[[ Document text, beginning ]]

Karol G's contribution introduces a bilingual dimension that expands the song's thematic range. Her verses and melodic lines draw on the conventions of reggaeton and Latin trap, genres that have their own rich tradition of songs about desire, movement, and the social rituals of nightlife. Her vocal character, warm and assertive in equal measure, provides a counterpoint to Pop Smoke's heavier presence. The interplay between the two registers, one rooted in Brooklyn's concrete sound and one in Medellin's musical traditions, creates a cultural dialogue that feels contemporary without feeling forced.
Thematically, the song draws from a lineage of party and seduction tracks that prioritize rhythm and atmosphere over lyrical complexity. This is not a criticism; it reflects a deliberate compositional choice. The track's value lies in its ability to generate a particular feeling rather than to elaborate a specific argument. The summer 2020 release context gave that feeling particular significance. The world was navigating the early months of the COVID-19 pandemic, a period when live music, nightlife, and the physical social gatherings that tracks like "Enjoy Yourself" typically soundtrack had been suspended. Listening to the song during that period thus involved a kind of imaginative transport, a sonic reminder of what collective enjoyment felt like before its sudden interruption.
The Latin-urban fusion embedded in the song also carries cultural meaning beyond the purely sonic. Karol G's presence on a hip-hop record released by a major American label represented a continuation of the long process by which Latin artists have negotiated space within mainstream American popular music. The bilingual structure of the collaboration, in which both artists perform in their primary registers without either one accommodating the other through translation or assimilation, reflects a more confident model of crossover than was common in earlier decades. The track does not ask Latin music to become hip-hop, nor does it ask drill to become reggaeton. It holds both in proximity and lets the contrast generate energy.
In the broader context of Pop Smoke's artistic legacy, "Enjoy Yourself" sits at one end of a tonal spectrum. His most celebrated work was often spare, menacing, and deeply rooted in the specific geography and social reality of Brooklyn. "Enjoy Yourself" represents the expansive version of his vision, the side of the artist that was beginning to explore what his voice could do in softer, more melodically playful settings. That exploration was cut short, making tracks like this one feel like previews of a future that never arrived.
Composition and Musical Identity
Musically, the production on "Enjoy Yourself" is lighter than Pop Smoke's signature drill tracks, incorporating elements of Afrobeats-influenced rhythm and Latin percussion that gave the song radio flexibility. This production choice reflected the album team's understanding that the posthumous release needed to demonstrate range, to show that Pop Smoke had been developing as an artist rather than simply repeating the formula that had initially made him famous. Whether this accurately reflects the direction he would have chosen or represents a commercial imposition on his legacy is a question that remains genuinely unresolved among fans and critics. What is certain is that the result is a track of considerable warmth and broad appeal, one that found a meaningful audience and extended Pop Smoke's reach beyond his core fan base.

[[ Document text, end ]]

Aim of the task ▸ According to the passage on "Enjoy Yourself," which genres do Karol G's verses and melodic lines draw on? The data that follow come from a separate source.

[[ Source material, beginning ]]

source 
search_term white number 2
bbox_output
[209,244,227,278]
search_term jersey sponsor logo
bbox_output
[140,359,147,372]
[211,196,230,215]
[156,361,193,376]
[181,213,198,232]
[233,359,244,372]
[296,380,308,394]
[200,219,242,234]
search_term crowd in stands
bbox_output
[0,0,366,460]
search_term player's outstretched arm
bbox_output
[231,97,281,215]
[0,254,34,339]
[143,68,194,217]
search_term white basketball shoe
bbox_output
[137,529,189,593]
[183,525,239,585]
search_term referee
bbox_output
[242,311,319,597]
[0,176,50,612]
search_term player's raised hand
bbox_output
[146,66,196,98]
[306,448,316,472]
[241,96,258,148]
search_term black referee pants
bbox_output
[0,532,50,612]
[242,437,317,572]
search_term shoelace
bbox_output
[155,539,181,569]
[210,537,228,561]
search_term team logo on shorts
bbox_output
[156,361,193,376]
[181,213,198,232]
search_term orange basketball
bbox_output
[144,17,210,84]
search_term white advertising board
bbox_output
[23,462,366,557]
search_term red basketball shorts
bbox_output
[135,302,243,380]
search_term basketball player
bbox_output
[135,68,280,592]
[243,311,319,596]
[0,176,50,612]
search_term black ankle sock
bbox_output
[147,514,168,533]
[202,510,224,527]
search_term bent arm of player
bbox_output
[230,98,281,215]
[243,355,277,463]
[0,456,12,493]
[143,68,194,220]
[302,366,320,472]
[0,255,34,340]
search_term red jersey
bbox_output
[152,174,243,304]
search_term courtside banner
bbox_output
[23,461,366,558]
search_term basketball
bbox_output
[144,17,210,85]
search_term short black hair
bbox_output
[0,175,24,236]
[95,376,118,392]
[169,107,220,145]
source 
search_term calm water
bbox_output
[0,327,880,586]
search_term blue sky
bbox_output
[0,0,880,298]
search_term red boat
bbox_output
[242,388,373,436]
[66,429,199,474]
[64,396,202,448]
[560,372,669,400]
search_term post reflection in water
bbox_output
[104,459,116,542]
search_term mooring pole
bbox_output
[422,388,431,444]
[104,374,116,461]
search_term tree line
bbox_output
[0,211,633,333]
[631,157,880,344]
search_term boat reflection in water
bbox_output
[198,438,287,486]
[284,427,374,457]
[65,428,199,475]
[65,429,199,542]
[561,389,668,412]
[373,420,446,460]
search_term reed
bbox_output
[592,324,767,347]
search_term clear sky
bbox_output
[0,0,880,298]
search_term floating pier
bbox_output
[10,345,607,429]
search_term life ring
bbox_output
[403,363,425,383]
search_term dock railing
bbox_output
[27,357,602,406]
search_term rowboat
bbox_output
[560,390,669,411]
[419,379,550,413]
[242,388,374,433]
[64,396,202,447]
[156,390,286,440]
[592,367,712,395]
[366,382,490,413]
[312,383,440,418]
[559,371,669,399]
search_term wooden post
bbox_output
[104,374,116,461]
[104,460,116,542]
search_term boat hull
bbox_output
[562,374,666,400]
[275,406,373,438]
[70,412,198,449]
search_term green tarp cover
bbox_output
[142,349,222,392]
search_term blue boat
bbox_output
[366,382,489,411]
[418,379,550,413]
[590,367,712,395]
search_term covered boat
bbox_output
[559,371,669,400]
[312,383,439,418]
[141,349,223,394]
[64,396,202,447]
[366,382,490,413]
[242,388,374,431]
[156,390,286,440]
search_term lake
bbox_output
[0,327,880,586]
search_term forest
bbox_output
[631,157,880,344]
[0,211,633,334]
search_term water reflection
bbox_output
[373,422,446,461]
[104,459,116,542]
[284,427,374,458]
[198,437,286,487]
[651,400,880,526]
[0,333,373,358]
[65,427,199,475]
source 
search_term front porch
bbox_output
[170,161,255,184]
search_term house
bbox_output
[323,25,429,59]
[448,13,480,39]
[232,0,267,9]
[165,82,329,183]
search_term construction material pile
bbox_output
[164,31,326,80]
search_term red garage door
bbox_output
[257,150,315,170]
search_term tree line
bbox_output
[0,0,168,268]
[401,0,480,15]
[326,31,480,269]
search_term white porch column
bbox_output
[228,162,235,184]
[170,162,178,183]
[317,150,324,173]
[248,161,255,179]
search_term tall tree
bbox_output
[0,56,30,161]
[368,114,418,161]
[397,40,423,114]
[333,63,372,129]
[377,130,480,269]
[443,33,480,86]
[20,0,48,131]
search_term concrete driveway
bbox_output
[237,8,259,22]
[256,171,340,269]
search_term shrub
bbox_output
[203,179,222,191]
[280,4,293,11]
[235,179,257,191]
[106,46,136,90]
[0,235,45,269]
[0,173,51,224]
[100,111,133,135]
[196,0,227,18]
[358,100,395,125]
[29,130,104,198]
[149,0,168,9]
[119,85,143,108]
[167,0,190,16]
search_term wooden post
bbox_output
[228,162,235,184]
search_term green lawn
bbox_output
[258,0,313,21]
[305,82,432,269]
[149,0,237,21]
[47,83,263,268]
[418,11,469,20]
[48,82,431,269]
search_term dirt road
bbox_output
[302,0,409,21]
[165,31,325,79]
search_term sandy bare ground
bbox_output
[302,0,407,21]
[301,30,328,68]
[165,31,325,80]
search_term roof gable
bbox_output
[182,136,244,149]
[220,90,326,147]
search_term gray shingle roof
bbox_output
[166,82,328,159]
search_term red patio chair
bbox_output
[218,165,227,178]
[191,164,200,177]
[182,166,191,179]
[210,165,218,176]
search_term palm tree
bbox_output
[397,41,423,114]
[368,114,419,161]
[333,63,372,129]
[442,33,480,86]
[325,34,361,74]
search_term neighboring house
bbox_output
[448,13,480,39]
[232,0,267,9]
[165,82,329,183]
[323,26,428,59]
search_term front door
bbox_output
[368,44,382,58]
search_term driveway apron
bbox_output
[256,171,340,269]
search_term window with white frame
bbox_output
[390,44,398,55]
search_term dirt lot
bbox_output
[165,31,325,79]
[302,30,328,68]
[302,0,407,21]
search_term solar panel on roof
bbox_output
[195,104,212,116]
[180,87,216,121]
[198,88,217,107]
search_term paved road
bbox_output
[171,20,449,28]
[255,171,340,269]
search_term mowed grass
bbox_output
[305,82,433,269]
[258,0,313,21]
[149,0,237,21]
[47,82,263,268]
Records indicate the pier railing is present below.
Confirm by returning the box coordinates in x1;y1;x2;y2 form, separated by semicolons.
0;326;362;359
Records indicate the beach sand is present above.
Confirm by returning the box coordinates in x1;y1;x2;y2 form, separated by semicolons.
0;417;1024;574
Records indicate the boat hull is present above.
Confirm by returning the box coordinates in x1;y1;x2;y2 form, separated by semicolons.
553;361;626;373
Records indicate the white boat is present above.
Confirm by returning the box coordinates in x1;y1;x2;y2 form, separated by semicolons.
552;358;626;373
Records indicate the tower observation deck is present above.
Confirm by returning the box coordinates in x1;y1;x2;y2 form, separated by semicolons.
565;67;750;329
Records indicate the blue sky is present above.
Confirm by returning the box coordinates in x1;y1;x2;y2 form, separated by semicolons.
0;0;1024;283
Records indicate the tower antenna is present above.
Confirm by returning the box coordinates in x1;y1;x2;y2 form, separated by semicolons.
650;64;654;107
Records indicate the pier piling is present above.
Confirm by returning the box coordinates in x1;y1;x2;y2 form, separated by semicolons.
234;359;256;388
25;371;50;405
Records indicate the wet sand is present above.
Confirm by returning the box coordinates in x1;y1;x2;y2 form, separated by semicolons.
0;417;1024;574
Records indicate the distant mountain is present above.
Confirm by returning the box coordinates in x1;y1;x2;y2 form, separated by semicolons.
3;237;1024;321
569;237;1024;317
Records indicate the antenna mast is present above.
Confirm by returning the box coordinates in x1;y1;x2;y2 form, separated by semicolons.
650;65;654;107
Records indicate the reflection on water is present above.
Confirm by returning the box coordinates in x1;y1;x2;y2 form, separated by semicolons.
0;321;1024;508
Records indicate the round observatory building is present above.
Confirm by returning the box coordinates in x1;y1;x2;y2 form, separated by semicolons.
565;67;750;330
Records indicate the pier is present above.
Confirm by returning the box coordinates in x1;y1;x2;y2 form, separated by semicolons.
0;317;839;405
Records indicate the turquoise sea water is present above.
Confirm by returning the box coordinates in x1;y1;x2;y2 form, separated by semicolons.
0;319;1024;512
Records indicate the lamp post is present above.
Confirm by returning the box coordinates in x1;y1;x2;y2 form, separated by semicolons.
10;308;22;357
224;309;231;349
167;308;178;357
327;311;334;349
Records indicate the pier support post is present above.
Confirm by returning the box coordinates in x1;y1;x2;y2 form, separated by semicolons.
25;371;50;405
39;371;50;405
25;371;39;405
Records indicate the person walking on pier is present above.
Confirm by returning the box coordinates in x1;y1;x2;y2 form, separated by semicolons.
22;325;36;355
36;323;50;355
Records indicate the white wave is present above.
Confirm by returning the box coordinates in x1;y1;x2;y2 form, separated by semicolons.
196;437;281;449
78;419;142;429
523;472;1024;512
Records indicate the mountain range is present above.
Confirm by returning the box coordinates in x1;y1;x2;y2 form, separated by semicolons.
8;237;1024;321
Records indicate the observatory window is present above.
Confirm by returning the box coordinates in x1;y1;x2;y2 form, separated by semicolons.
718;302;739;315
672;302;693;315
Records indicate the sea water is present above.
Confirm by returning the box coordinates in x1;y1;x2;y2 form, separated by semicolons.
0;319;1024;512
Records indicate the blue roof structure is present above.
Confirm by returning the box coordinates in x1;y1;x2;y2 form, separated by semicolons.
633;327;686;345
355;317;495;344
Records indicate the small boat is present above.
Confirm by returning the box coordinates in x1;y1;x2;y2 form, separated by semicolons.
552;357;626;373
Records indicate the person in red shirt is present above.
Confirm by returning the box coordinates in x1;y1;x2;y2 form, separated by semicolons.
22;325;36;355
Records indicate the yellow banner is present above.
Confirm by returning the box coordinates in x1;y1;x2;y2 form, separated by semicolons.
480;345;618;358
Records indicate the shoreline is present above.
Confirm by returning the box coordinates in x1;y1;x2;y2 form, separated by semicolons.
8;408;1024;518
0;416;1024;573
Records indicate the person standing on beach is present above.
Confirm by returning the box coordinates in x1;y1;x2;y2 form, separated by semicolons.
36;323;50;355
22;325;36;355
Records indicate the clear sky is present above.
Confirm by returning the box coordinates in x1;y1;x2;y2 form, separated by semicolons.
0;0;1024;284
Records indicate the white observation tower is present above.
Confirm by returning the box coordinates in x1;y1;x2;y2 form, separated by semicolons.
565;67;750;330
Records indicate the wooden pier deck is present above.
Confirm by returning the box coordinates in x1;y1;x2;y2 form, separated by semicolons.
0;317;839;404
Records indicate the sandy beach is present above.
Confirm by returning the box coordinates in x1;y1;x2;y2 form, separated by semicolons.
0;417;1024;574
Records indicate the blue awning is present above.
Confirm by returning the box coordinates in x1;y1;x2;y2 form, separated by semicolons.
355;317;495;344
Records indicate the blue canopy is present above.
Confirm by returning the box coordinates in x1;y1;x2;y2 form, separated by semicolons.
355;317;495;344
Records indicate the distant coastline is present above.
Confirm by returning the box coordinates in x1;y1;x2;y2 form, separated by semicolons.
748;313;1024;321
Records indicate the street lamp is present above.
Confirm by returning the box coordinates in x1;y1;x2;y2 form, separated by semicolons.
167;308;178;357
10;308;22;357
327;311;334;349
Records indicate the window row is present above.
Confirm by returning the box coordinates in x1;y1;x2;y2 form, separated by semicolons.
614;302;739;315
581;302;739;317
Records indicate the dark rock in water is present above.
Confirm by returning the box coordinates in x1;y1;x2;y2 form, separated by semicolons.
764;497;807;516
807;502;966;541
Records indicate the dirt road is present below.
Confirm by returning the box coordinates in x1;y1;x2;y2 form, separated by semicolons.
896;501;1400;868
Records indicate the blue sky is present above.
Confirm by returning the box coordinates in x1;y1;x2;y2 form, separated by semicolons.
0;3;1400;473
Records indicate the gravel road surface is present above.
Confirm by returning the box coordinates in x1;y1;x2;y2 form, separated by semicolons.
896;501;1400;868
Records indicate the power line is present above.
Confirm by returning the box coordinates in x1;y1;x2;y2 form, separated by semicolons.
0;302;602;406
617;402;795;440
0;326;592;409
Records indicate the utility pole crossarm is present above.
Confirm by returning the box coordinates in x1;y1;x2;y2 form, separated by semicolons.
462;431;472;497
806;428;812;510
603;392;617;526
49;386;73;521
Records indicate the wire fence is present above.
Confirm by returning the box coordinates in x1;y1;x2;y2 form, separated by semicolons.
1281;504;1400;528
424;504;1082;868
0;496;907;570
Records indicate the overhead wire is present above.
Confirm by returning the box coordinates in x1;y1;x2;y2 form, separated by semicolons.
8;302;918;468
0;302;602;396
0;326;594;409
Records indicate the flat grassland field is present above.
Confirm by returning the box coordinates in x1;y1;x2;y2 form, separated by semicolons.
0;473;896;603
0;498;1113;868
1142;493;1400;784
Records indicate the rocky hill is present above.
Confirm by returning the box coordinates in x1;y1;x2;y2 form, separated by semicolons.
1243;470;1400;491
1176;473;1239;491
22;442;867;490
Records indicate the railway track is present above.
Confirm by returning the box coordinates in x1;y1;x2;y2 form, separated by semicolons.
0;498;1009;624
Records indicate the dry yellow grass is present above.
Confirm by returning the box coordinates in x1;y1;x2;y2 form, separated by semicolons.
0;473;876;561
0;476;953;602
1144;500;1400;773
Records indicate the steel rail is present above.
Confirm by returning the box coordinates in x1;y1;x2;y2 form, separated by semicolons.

[[ Source material, end ]]

Exercise response ▸ Reggaeton and Latin trap.